Her sister tried to tell people what was happening. She told neighbours. They were too scared to help her. She told her grandmother and was beaten even more by her mother for causing trouble. She screamed out into an empty scary world that just looked the other way. And our little one kept quiet. She made no noise. She had no voice. If she spoke she would be seen. If she was seen she was in danger. So she kept quiet and watched and heard the violent rapes and beatings continue.

One day her sister refused to go home from school. She took off her dress and showed her teacher what had happened to her. She told her story and this time the right ears heard her. They bundled her into the car, drove to her mother, tricked her into the car – that’s right with her daughter – and drove them both to the police station. Her sister was beaten and bitten by her mother in that car. The police had to pull her off her to save her life. Even then, even in front of the police the mother told the world what she was going to do to her child when she got her hands on her again. The mother is locked away, but not for life. She will be freed and I believe she will go looking for the sister, the sister who she blames for ruining her life.

Our little girl saw all this from her shadow. She saw her sister showing her scars, knife marks, cuts; bites; beatings. She saw her life come tumbling down and still she didn’t speak. She saw her mother leaving and being locked in the car. Who knows what was going on in her little mind. Who knew if she could form a thought.

She was six years old and had only known this life.

Both girls were brought to Rafiki Mwema and have been with us for over a year. The tension in their relationship is huge and yet still our little one keeps silent. She is the quietest little girl in the world. She tries to be invisible. Away from her sister she is able to show small pockets of joy but in her company she is traumatised. She is full of fear and shame and her sister full of anger and shame. They have shared trauma. They have shared experiences. They have shared shame.

Shame is toxic. Shame is debilitating. Shame stops you functioning.

Her sister is shamed at what she had to do with these animals; shamed of what her sister saw; shamed that she couldn’t beloved enough to be the favourite sister. Our little one is shamed at being the favourite; shamed at what she saw; shamed at what she heard; shamed that she didn’t have to have a client base at 7 years old; shamed at not protecting her sister and shamed at being her.

Entries drawn from a collection

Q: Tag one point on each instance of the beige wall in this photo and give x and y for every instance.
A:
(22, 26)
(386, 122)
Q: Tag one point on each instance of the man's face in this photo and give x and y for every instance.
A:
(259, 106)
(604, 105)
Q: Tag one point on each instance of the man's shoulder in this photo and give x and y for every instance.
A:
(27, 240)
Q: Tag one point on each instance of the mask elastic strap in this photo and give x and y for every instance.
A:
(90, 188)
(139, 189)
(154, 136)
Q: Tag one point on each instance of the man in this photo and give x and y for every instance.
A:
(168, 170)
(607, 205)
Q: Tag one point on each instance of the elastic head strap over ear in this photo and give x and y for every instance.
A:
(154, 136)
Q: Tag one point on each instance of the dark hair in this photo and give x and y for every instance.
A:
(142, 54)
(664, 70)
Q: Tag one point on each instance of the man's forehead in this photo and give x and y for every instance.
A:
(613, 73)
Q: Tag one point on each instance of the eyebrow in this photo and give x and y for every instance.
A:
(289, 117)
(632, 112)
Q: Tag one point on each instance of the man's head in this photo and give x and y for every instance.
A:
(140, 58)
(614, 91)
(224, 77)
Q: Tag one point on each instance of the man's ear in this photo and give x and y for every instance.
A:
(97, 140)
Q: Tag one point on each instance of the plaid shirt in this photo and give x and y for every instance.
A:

* _WHAT IS EXPECTED_:
Reproduce word for word the part of the account about the two sisters starting at "Our little girl" and ending at "form a thought.".

* _RESPONSE TO THIS TASK_:
Our little girl saw all this from her shadow. She saw her sister showing her scars, knife marks, cuts; bites; beatings. She saw her life come tumbling down and still she didn’t speak. She saw her mother leaving and being locked in the car. Who knows what was going on in her little mind. Who knew if she could form a thought.